====== Record set
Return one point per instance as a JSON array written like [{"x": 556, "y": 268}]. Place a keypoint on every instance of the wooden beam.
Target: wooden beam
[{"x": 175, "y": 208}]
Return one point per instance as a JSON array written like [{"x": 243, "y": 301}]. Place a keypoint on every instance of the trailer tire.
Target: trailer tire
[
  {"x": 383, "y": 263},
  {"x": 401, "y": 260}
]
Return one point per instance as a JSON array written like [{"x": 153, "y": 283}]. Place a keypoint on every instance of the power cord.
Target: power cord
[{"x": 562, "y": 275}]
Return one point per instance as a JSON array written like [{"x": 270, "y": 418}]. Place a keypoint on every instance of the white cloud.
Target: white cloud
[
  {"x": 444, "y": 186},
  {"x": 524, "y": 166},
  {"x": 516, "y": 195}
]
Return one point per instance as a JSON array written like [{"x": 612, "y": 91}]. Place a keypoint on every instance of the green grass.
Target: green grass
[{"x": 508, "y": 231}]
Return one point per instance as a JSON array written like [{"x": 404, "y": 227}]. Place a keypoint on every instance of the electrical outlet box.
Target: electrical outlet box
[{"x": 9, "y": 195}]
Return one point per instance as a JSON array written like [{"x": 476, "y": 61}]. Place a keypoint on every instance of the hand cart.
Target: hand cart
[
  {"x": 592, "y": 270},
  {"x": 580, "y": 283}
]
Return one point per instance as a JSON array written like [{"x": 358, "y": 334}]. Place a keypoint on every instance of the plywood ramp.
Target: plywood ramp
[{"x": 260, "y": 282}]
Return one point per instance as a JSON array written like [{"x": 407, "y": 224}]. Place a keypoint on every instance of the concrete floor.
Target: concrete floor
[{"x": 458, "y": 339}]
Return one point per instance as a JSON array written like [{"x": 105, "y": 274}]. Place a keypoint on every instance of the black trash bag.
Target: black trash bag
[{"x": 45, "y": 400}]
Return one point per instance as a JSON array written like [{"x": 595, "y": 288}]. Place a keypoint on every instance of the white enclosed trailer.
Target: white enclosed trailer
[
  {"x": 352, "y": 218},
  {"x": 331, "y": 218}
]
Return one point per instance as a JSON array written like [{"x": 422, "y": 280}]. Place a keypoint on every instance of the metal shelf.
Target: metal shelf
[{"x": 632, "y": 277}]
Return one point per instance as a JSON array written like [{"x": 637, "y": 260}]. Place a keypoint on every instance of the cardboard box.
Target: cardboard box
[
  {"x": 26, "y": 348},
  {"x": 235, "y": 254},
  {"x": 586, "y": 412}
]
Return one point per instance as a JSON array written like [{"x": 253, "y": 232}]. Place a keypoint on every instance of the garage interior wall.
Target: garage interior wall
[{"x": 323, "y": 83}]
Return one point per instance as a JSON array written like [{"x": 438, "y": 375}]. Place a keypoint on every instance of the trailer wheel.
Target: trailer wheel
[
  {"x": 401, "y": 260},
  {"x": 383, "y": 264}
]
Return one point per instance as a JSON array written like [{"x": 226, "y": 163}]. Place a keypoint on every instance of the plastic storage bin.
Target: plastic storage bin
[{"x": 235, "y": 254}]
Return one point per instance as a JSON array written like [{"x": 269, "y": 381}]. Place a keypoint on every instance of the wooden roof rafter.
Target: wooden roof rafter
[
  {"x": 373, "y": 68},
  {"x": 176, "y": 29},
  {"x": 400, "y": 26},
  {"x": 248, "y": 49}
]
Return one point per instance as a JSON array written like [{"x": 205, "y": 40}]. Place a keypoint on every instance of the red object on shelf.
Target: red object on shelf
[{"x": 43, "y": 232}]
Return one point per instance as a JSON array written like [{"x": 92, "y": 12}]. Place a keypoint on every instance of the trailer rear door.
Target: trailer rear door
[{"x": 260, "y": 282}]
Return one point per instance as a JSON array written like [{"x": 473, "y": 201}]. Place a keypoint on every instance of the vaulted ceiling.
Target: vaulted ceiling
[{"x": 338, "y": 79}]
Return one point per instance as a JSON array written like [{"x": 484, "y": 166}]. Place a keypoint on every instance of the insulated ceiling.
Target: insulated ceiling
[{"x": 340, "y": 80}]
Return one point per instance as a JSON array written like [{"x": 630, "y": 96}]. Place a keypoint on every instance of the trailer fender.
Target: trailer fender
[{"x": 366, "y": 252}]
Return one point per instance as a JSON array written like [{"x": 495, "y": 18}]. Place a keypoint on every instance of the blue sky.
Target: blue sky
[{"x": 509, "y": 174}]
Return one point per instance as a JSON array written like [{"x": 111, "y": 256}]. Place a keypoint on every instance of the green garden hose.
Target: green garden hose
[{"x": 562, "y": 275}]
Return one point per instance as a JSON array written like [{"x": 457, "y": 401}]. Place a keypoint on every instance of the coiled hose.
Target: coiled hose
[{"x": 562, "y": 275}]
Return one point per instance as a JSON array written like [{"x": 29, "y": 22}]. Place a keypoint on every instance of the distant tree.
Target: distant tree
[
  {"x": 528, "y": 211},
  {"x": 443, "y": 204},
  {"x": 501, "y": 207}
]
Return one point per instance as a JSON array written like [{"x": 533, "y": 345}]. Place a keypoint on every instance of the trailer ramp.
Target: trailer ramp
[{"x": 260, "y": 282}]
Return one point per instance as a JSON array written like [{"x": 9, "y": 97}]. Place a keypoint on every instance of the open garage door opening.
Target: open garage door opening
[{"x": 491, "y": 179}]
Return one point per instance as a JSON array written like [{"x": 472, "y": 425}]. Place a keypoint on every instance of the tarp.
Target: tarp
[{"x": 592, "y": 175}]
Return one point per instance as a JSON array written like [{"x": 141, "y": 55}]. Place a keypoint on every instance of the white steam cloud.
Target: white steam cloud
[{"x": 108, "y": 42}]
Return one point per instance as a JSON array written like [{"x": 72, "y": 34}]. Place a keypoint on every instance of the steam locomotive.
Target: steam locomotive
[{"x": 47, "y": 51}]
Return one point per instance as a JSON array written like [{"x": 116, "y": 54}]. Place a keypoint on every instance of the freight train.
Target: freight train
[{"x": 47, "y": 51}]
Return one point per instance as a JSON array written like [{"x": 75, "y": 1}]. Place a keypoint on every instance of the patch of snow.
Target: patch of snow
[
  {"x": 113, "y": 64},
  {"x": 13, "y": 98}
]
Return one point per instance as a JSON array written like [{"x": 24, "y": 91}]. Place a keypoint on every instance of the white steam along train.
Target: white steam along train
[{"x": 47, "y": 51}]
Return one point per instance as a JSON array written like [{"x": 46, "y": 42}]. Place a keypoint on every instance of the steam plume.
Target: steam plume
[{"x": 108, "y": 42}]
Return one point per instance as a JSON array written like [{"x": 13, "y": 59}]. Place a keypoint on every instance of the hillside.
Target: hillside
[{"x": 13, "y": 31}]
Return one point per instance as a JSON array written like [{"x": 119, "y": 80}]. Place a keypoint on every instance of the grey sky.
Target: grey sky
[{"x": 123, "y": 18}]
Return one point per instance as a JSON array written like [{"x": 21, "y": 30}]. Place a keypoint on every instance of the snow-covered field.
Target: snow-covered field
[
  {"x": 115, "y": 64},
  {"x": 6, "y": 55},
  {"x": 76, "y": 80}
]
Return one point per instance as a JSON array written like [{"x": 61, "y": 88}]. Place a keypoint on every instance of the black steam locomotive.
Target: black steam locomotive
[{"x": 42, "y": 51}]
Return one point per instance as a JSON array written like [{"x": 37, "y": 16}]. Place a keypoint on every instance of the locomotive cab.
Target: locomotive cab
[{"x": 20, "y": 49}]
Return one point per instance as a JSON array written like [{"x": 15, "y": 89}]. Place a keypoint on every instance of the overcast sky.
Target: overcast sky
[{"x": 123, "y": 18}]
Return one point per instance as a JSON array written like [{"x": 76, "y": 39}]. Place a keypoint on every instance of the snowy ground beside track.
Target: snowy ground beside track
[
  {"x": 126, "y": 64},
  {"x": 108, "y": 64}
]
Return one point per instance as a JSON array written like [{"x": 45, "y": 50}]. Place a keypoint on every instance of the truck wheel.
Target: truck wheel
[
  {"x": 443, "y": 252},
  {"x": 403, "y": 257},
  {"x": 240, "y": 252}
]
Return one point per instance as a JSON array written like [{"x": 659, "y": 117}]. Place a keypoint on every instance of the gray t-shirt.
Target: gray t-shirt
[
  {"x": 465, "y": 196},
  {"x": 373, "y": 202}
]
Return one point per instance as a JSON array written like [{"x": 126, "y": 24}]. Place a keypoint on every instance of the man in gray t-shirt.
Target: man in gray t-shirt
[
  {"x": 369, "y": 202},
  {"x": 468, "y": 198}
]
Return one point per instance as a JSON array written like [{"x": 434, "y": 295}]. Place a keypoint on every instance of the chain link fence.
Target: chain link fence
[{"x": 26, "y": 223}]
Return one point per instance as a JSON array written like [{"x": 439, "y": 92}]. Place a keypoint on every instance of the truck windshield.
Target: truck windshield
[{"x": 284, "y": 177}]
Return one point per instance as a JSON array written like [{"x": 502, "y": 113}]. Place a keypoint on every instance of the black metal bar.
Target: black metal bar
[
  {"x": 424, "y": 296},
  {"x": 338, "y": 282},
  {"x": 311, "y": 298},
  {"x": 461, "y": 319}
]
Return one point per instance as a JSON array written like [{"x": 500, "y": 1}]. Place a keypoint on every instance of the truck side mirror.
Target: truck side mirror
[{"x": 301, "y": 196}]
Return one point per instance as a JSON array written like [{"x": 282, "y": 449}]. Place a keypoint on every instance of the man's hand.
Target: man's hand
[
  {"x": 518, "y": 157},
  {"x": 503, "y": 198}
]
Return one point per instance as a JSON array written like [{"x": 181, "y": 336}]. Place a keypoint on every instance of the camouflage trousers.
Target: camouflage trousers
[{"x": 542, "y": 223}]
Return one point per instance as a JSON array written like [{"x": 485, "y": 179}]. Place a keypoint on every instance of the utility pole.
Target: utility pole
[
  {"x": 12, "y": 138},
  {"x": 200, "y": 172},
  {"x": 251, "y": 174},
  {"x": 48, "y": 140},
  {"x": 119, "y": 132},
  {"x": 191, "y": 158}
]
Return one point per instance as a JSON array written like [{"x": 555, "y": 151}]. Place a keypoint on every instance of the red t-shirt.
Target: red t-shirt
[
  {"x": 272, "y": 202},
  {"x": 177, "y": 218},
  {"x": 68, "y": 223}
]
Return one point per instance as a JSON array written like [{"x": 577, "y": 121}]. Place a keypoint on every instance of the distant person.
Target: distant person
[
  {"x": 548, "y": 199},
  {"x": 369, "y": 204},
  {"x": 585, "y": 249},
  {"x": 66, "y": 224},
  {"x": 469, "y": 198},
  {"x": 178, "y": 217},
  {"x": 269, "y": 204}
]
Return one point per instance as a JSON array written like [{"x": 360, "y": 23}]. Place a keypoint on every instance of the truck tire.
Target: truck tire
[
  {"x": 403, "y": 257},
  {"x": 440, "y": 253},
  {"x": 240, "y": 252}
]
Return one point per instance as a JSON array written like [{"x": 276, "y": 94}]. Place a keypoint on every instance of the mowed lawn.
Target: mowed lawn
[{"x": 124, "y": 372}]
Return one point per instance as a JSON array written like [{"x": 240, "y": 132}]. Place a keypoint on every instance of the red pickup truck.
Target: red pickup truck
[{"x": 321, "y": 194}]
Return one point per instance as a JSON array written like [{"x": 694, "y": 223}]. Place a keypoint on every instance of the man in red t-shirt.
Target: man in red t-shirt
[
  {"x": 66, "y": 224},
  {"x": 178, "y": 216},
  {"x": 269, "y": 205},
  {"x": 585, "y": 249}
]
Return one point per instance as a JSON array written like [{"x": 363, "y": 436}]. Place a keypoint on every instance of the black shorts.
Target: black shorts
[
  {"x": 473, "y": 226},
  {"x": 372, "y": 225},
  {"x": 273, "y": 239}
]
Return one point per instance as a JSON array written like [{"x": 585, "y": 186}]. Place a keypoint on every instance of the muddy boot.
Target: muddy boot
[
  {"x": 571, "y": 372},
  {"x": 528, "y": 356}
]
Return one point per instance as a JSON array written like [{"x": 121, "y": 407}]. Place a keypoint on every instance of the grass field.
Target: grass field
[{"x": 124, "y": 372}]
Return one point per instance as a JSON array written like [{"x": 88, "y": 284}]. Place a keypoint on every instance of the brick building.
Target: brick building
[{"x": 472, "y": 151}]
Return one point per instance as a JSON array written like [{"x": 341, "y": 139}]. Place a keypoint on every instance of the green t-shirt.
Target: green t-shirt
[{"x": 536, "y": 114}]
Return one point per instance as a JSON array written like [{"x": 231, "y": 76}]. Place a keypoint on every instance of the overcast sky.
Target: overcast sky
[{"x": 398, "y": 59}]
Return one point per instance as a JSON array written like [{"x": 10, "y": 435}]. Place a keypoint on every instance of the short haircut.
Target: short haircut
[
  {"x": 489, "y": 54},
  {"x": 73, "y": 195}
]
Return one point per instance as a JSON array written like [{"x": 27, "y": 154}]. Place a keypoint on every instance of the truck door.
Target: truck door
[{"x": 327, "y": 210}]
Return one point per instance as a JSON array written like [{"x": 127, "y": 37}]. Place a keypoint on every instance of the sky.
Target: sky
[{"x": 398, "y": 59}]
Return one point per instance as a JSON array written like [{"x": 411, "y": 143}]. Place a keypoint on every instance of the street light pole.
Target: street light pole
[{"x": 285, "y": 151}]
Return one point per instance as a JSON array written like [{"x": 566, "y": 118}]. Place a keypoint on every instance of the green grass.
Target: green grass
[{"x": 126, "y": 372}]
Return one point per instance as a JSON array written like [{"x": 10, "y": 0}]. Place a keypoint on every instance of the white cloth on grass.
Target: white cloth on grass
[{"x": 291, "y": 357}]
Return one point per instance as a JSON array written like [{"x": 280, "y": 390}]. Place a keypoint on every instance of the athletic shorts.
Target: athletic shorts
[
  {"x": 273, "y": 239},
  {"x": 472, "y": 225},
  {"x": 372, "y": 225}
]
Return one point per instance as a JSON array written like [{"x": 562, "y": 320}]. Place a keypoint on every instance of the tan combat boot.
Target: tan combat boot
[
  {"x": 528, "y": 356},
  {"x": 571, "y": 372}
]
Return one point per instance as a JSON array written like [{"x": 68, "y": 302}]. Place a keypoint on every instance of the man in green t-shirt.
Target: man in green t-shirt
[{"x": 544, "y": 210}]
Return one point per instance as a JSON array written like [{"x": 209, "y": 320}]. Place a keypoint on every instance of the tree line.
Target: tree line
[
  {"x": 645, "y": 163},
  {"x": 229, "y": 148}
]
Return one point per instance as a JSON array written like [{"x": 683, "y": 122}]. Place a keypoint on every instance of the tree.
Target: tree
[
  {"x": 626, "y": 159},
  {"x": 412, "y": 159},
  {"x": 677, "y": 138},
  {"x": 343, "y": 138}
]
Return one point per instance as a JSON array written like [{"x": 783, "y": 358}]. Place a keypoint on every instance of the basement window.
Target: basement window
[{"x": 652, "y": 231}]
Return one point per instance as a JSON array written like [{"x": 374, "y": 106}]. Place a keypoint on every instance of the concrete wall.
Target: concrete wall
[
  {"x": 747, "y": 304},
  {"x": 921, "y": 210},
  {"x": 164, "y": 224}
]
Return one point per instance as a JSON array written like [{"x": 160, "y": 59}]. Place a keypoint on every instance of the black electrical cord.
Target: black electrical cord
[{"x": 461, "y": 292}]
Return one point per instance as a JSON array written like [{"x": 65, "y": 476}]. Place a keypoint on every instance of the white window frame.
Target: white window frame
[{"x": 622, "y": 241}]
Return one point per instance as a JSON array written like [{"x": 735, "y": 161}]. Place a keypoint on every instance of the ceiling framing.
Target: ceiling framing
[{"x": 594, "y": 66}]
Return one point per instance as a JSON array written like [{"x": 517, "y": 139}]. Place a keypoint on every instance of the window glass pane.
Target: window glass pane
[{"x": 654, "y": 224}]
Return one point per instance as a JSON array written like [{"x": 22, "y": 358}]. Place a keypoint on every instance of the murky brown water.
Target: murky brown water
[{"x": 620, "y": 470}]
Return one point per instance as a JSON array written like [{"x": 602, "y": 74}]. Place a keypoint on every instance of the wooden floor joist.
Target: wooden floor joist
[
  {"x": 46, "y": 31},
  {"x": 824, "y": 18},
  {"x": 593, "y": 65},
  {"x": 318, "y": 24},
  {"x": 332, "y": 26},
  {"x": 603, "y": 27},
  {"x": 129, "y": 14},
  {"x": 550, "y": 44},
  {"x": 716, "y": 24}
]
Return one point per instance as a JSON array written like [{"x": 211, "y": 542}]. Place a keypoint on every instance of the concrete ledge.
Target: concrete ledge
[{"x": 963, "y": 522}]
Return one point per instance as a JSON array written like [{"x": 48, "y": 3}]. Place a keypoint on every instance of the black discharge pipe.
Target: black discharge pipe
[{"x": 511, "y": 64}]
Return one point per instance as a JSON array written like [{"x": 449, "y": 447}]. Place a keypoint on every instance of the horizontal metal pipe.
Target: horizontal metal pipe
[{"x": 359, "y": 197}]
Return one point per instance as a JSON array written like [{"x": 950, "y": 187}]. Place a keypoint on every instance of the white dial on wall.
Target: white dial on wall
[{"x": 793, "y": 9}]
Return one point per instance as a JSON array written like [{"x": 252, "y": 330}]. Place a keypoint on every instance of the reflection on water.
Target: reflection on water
============
The exercise - Give back exactly the lines beginning at the one with "the ceiling framing." and ending at the final line of the material; both boundary lines belong in it.

Task solution -
Return one point per instance as a JSON array written like [{"x": 735, "y": 161}]. Place a keypoint on every instance of the ceiling framing.
Target: ceiling framing
[{"x": 594, "y": 66}]
Return one point per instance as a JSON array written like [{"x": 517, "y": 139}]. Place a keypoint on every instance of the window glass pane.
Target: window glass pane
[{"x": 654, "y": 224}]
Return one point per instance as a JSON array written like [{"x": 22, "y": 358}]. Place a keypoint on every instance of the murky brown water.
Target: murky brown water
[{"x": 620, "y": 470}]
Return one point per instance as a JSON array written like [{"x": 602, "y": 74}]. Place a keypoint on every instance of the wooden floor joist.
Target: wooden floor joist
[
  {"x": 46, "y": 31},
  {"x": 824, "y": 18},
  {"x": 593, "y": 65},
  {"x": 318, "y": 24},
  {"x": 332, "y": 26},
  {"x": 603, "y": 27},
  {"x": 129, "y": 14},
  {"x": 550, "y": 44},
  {"x": 716, "y": 24}
]
Return one point per instance as a JSON array written like [{"x": 211, "y": 542}]. Place a keypoint on every instance of the concrete ledge.
Target: concrete ledge
[{"x": 963, "y": 522}]
Return one point per instance as a JSON array written like [{"x": 48, "y": 3}]. Place a keypoint on every instance of the black discharge pipe.
Target: black discharge pipe
[{"x": 511, "y": 64}]
Return one point per instance as a JSON array written like [{"x": 449, "y": 447}]. Place a keypoint on every instance of the horizontal metal pipe.
Target: horizontal metal pipe
[{"x": 359, "y": 197}]
Return one point per instance as a JSON array written like [{"x": 950, "y": 187}]. Place a keypoint on every instance of the white dial on wall.
Target: white dial on wall
[{"x": 793, "y": 9}]
Return one point per instance as a JSON array written like [{"x": 252, "y": 330}]. Place a keypoint on every instance of the reflection on water.
Target: reflection on water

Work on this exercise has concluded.